Pensant qu'un jour ils quitteront Tiruana, ces jeunes entrent dans un cercle vicieux et, généralement, vivent dans des trous, sous les routes ou dans les rues, où leur vie leur échappe. Ils survivent de la prostitution tant que leur corps est capable de susciter le désir ; après, ils deviennent délinquants, ils mendient. Jour après jour, ils voient leur vie se raccourcir et le voyage aux États-Unis n'existe plus que dans leurs rêves ou lors de leurs rares instants de lucidité, entre le syndrome d'abstinence et la faim. Certains laissent passer parfois quinze ans avant de se décider à demander de l'aide (il faut dire que personne ne leur en offre beaucoup) pour surmonter la dépendance aux substances et à la rue. Ils essaient de retrouver des forces pour mener à terme l'idée qui les a conduits ici, à la recherche du «dollar dream».

Questions d'étude ->
[1] D'après le texte sur les jeunes de Tiruana, pourquoi ceux qui demandent enfin de l'aide essaient-ils de retrouver des forces ? Répondez en une à trois phrases.
[2] Poursuivez, s'il vous plaît, le texte sur les jeunes de Tiruana à partir de sa dernière phrase.

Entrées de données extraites
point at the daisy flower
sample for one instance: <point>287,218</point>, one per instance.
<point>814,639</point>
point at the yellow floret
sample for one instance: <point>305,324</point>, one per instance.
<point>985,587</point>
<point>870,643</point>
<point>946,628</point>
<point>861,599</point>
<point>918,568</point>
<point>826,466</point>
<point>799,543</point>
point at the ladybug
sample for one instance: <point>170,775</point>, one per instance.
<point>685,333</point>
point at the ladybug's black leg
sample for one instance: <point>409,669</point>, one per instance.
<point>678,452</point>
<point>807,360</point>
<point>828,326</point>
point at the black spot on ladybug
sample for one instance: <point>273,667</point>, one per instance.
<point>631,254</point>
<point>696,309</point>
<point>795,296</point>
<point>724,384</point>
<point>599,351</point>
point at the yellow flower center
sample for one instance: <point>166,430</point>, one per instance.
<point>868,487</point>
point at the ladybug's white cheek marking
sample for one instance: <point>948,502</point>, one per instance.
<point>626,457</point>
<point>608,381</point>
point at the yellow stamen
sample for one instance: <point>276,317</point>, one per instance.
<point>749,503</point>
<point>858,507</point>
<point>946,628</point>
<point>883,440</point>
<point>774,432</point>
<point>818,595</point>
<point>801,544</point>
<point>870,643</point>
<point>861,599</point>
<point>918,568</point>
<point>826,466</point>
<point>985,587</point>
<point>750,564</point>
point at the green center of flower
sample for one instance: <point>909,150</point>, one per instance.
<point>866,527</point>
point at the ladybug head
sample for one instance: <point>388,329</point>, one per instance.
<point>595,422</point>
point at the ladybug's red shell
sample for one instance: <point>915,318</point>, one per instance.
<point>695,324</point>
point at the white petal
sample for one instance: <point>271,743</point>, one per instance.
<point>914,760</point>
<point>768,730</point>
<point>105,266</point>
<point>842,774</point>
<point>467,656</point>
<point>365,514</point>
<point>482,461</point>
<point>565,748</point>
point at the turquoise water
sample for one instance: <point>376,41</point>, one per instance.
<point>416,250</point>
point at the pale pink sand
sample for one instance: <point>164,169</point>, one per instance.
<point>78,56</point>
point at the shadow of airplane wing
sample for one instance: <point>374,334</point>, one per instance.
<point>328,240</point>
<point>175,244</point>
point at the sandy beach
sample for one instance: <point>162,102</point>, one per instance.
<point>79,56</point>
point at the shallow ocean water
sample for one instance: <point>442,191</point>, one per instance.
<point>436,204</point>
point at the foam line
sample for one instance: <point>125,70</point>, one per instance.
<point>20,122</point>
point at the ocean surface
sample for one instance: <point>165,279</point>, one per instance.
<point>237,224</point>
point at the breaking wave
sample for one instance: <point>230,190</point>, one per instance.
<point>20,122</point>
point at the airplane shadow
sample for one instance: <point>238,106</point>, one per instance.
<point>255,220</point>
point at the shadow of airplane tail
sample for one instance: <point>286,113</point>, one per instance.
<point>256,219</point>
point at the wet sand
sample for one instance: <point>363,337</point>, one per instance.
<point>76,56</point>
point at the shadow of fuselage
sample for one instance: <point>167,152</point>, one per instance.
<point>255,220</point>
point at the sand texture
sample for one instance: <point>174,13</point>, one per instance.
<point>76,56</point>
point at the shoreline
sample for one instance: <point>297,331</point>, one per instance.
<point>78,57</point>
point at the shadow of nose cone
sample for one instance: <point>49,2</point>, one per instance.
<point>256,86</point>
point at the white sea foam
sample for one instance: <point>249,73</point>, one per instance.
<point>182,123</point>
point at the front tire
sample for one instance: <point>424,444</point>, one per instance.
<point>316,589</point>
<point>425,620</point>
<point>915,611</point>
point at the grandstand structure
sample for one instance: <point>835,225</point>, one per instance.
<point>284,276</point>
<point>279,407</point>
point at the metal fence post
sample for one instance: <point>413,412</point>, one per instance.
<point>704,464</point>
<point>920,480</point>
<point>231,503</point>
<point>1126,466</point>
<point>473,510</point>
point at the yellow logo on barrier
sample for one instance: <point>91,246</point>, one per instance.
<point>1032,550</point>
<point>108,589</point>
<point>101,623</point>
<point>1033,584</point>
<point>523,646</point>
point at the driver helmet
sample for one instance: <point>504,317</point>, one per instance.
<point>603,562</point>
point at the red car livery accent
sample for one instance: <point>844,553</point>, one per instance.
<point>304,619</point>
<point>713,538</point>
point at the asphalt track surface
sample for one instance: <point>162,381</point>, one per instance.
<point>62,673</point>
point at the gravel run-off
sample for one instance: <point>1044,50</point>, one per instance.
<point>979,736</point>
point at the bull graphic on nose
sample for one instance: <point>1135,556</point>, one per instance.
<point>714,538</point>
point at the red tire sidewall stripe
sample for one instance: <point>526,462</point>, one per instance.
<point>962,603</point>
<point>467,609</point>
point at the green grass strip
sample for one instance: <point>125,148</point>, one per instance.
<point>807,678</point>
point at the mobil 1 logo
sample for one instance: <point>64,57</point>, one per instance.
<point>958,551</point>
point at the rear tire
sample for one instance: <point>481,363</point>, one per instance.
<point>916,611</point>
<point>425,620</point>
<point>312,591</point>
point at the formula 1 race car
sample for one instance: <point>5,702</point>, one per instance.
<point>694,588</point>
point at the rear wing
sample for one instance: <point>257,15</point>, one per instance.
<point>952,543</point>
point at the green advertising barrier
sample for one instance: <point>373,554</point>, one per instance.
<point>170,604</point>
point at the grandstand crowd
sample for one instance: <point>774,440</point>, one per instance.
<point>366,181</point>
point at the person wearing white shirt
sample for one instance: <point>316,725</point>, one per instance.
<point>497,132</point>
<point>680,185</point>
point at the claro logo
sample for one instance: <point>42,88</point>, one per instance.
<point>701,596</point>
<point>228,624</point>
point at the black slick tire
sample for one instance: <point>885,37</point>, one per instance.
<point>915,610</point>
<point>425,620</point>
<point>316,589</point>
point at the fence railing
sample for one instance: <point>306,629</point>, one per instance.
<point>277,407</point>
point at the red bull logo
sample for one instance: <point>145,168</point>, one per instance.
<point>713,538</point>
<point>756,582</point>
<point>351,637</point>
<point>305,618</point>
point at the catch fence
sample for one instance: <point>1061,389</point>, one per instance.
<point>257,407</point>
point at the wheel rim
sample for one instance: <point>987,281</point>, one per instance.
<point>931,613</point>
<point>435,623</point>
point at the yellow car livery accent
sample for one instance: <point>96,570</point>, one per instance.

Réponses rédigées ->
[1] Ils essaient de retrouver des forces pour mener à terme l'idée qui les a conduits à Tiruana, c'est-à-dire la recherche du «dollar dream».

[2]
Il y en a très peu qui adhèrent à des programmes d'aide contre les dépendances : un pourcentage élevé de ces jeunes, garçons et filles, sont séropositifs ou porteurs du virus du sida, transmis par voie sexuelle ou à travers les seingues hypodermiques d'héroïne. Certes, la mort a croisé leur chemin mais ils reçoivent maintenant une assistance médicale. Même si c'est bien tard, il est important pour eux de savoir qu'ils ne sont plus seuls, ni tellement loin des États-Unis.